EXCERPT
** BEGIN **

From 5f8adabb6286fdcb0ff8a0ea5d1d58f40eef51f4 Mon Sep 17 00:00:00 2001
From: Aleksander Machniak <alec@alec.pl>
Date: Mon, 27 Aug 2012 03:28:16 -0400
Subject: [PATCH] Add simple (constructor) tests for Framework classes
---
program/lib/html2text.php | 146 ++++++++++++++++++++++++++++--------------------
1 files changed, 85 insertions(+), 61 deletions(-)
diff --git a/program/lib/html2text.php b/program/lib/html2text.php
index 0171f4b..28c5ae0 100644
--- a/program/lib/html2text.php
+++ b/program/lib/html2text.php
@@ -89,7 +89,7 @@
* out that extra spaces should be compressed--a problem addressed with
* Marcus Bointon's fixes but that I had not yet incorporated.
*
- * Thanks to Daniel Schledermann (http://www.typoconsult.dk/) for
+ * Thanks to Daniel Schledermann (http://www.typoconsult.dk/) for
* suggesting a valuable fix with <a> tag handling.
*
* Thanks to Wojciech Bajon (again!) for suggesting fixes and additions,
@@ -200,7 +200,7 @@
var $ent_search = array(
'/&(nbsp|#160);/i', // Non-breaking space
'/&(quot|rdquo|ldquo|#8220|#8221|#147|#148);/i',
- // Double quotes
+ // Double quotes
'/&(apos|rsquo|lsquo|#8216|#8217);/i', // Single quotes
'/>/i', // Greater-than
'/</i', // Less-than
@@ -249,12 +249,11 @@
* @access public
*/
var $callback_search = array(
- '/<(h)[123456][^>]*>(.*?)<\/h[123456]>/i', // H1 - H3
- '/<(b)[^>]*>(.*?)<\/b>/i', // <b>
- '/<(strong)[^>]*>(.*?)<\/strong>/i', // <strong>
- '/<(a) [^>]*href=("|\')([^"\']+)\2[^>]*>(.*?)<\/a>/i',
- // <a href="">
- '/<(th)[^>]*>(.*?)<\/th>/i', // <th> and </th>
+ '/<(a) [^>]*href=("|\')([^"\']+)\2[^>]*>(.*?)<\/a>/i', // <a href="">
+ '/<(h)[123456]( [^>]*)?>(.*?)<\/h[123456]>/i', // h1 - h6
+ '/<(b)( [^>]*)?>(.*?)<\/b>/i', // <b>
+ '/<(strong)( [^>]*)?>(.*?)<\/strong>/i', // <strong>
+ '/<(th)( [^>]*)?>(.*?)<\/th>/i', // <th> and </th>
);
/**
@@ -317,21 +316,11 @@
/**
* Contains URL addresses from links to be rendered in plain text.

** END **

THE REQUEST
Duplicate the part of the patch that opens with the words containing "From 5f8adabb6286fdcb0ff8a0ea5d1d58f40eef51f4 Mon" and closes with "insertions(+), 61 deletions(-)". The records that follow are taken from a separate source and have no connection to the patch.

DATA SECTION
** BEGIN **

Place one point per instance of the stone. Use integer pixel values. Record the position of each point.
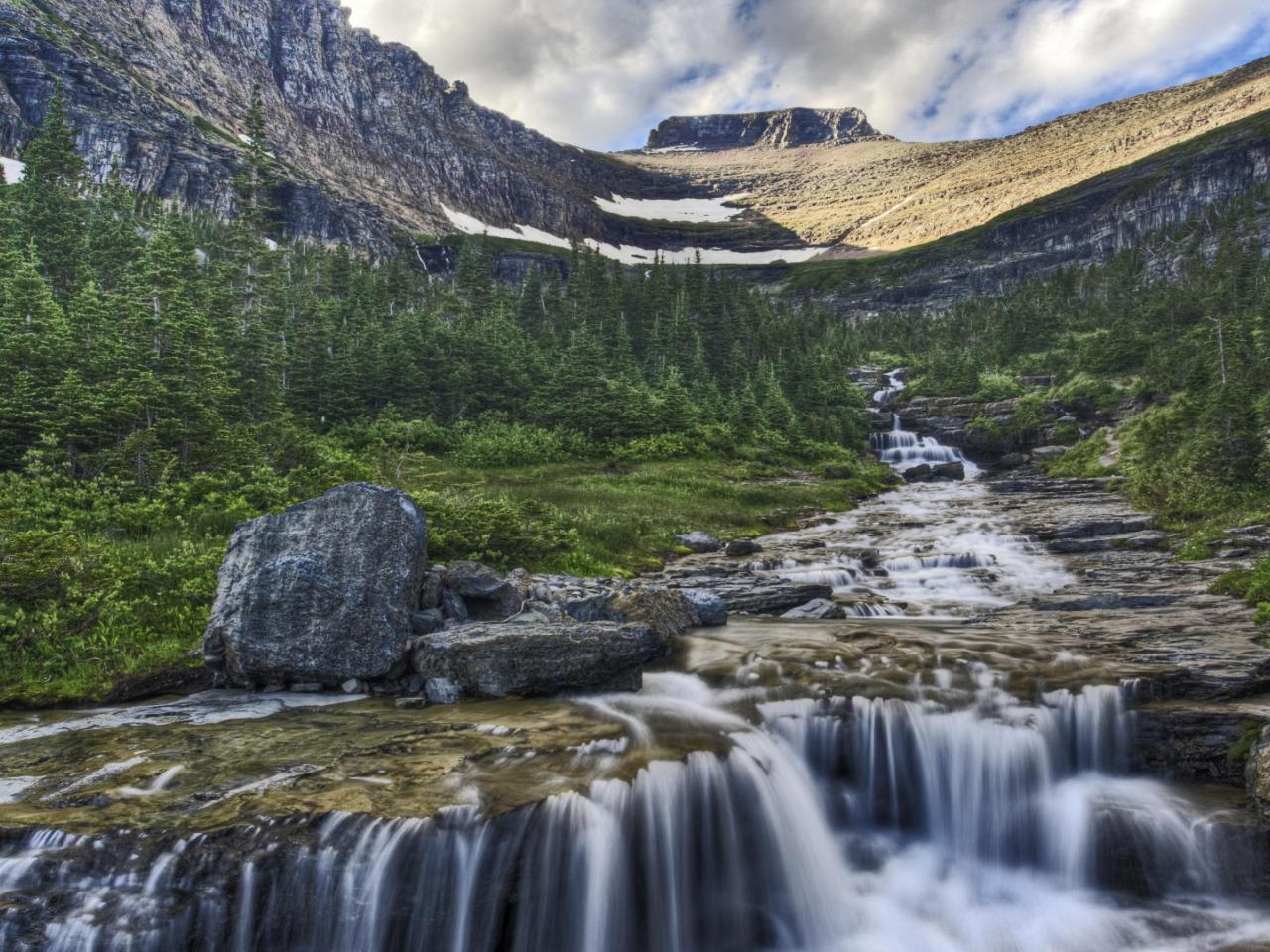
(949, 471)
(320, 593)
(711, 611)
(667, 611)
(488, 594)
(430, 595)
(1257, 772)
(817, 608)
(742, 547)
(698, 542)
(919, 474)
(535, 660)
(426, 622)
(453, 607)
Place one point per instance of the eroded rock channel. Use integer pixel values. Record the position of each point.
(973, 714)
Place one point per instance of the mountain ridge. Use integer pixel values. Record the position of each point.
(779, 128)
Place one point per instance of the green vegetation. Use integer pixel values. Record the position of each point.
(169, 377)
(1252, 587)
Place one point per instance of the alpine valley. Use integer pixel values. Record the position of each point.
(418, 534)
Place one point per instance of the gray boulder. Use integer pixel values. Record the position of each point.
(711, 611)
(320, 593)
(817, 608)
(698, 542)
(535, 660)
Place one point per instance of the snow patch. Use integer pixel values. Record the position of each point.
(691, 209)
(14, 171)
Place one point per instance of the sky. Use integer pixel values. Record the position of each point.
(602, 72)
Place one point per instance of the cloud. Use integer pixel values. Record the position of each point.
(599, 72)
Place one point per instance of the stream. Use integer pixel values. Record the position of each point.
(952, 767)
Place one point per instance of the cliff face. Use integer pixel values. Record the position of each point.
(370, 137)
(779, 128)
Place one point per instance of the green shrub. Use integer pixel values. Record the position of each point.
(997, 386)
(1102, 393)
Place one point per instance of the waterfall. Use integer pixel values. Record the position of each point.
(754, 848)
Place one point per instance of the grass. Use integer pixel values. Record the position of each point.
(104, 612)
(625, 518)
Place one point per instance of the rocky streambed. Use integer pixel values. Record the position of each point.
(982, 714)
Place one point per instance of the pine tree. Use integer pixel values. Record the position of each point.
(51, 198)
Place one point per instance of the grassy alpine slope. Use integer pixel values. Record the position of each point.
(1189, 344)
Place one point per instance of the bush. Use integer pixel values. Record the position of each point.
(1084, 388)
(494, 443)
(665, 445)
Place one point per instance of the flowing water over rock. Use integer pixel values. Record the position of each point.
(917, 777)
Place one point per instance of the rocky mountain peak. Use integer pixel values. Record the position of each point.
(778, 128)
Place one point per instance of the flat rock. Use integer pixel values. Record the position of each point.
(699, 542)
(817, 608)
(534, 660)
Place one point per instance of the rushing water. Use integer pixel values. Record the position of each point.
(947, 816)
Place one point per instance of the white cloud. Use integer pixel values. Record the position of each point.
(599, 72)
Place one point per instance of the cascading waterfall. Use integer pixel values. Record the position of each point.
(790, 841)
(945, 816)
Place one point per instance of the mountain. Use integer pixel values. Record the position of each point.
(780, 128)
(885, 194)
(370, 137)
(373, 146)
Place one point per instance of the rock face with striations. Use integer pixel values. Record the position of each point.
(779, 128)
(370, 136)
(320, 593)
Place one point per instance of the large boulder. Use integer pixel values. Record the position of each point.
(321, 593)
(535, 658)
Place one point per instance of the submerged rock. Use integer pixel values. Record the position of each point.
(949, 471)
(711, 611)
(320, 593)
(488, 594)
(534, 660)
(742, 547)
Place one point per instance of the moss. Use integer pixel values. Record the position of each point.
(1238, 753)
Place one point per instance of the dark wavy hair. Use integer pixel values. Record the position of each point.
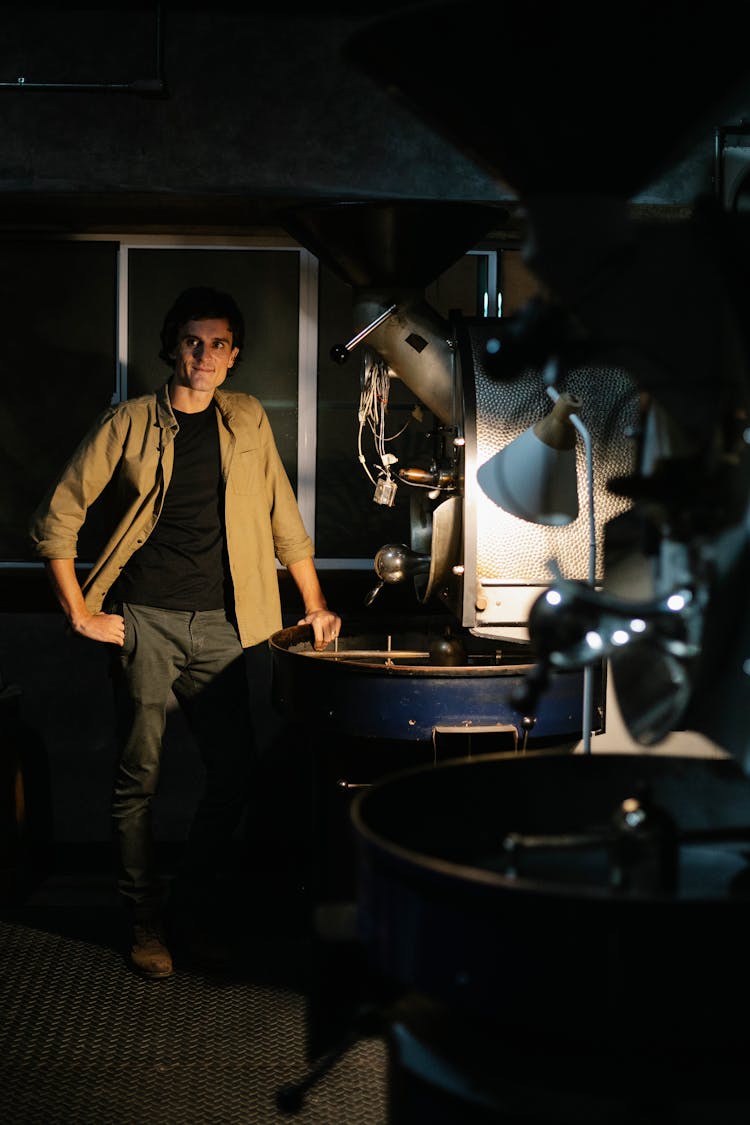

** END **

RESPONSE BELOW
From 5f8adabb6286fdcb0ff8a0ea5d1d58f40eef51f4 Mon Sep 17 00:00:00 2001
From: Aleksander Machniak <alec@alec.pl>
Date: Mon, 27 Aug 2012 03:28:16 -0400
Subject: [PATCH] Add simple (constructor) tests for Framework classes
---
program/lib/html2text.php | 146 ++++++++++++++++++++++++++++--------------------
1 files changed, 85 insertions(+), 61 deletions(-)